Dataset entries
####################

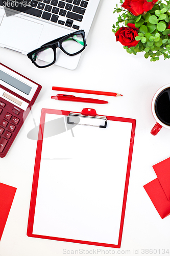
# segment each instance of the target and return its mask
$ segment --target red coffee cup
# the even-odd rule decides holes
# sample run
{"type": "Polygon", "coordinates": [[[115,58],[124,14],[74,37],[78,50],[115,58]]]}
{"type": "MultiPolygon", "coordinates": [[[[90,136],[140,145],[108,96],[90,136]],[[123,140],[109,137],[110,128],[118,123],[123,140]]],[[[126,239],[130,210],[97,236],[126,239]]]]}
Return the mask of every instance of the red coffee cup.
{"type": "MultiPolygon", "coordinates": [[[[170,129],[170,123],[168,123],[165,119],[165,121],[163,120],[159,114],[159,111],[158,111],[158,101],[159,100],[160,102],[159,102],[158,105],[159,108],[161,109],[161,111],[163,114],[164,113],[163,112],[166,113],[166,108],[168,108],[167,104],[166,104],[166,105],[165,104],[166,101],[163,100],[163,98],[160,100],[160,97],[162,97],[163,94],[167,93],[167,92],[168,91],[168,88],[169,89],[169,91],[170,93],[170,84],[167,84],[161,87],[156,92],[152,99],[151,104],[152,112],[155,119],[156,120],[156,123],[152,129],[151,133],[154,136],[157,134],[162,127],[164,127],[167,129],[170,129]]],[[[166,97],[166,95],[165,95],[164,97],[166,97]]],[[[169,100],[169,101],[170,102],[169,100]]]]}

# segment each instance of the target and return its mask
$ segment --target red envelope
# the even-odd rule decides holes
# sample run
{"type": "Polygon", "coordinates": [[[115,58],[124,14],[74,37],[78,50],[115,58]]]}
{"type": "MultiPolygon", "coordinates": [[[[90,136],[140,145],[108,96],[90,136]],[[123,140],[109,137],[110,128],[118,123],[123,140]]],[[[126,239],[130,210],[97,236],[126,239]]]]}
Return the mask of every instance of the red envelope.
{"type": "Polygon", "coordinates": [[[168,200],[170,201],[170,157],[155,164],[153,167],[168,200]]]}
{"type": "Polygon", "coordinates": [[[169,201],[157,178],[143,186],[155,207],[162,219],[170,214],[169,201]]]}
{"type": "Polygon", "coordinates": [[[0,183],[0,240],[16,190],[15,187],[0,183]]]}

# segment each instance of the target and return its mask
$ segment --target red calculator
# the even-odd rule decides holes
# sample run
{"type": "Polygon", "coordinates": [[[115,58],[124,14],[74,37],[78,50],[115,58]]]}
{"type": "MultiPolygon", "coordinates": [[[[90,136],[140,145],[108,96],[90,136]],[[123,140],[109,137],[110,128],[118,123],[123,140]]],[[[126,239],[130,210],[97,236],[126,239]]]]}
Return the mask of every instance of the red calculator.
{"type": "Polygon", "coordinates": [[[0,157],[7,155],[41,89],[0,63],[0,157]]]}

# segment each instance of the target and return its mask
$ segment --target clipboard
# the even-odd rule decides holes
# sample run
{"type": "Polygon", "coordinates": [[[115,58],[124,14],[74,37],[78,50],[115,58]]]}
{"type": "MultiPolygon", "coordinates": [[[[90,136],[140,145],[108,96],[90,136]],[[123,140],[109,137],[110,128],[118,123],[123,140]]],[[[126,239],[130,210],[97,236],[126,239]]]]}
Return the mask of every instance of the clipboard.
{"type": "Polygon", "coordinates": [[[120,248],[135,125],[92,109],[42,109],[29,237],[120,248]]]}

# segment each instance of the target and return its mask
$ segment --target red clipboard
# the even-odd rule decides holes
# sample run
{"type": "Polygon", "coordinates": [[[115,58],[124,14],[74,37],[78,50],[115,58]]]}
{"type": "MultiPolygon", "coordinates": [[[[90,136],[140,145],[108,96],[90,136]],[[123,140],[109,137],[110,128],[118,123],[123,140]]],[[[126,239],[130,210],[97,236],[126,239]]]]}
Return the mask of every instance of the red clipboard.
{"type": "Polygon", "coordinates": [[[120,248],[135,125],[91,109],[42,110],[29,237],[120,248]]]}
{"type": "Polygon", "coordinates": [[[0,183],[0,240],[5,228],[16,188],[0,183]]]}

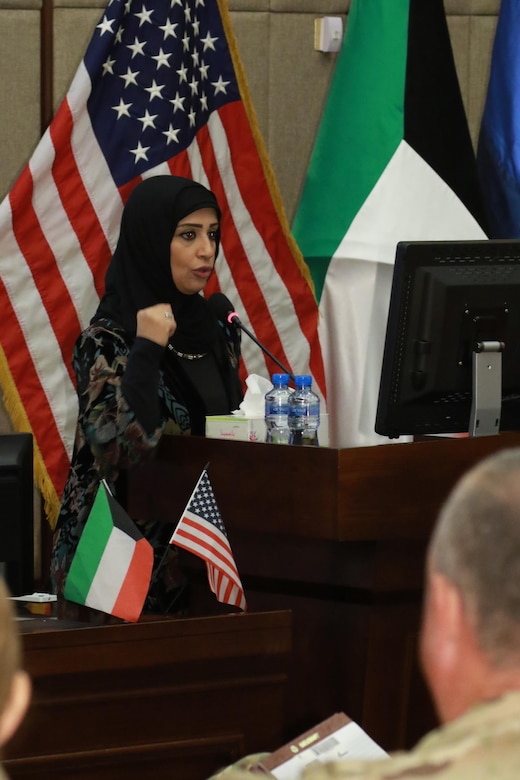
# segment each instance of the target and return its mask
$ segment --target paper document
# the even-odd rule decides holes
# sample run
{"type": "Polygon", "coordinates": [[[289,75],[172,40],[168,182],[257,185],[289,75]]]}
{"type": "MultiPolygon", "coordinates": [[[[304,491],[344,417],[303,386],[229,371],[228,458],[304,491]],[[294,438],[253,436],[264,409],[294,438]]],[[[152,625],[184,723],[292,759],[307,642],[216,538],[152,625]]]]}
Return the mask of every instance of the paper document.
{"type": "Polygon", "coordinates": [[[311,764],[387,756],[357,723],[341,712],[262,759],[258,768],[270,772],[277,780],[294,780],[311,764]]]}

####################

EXERCISE REQUIREMENTS
Which lines of the listing above contain the word "envelope"? Copy each of them in full.

TASK RESPONSE
$ segment --target red envelope
Return the mask of every instance of the red envelope.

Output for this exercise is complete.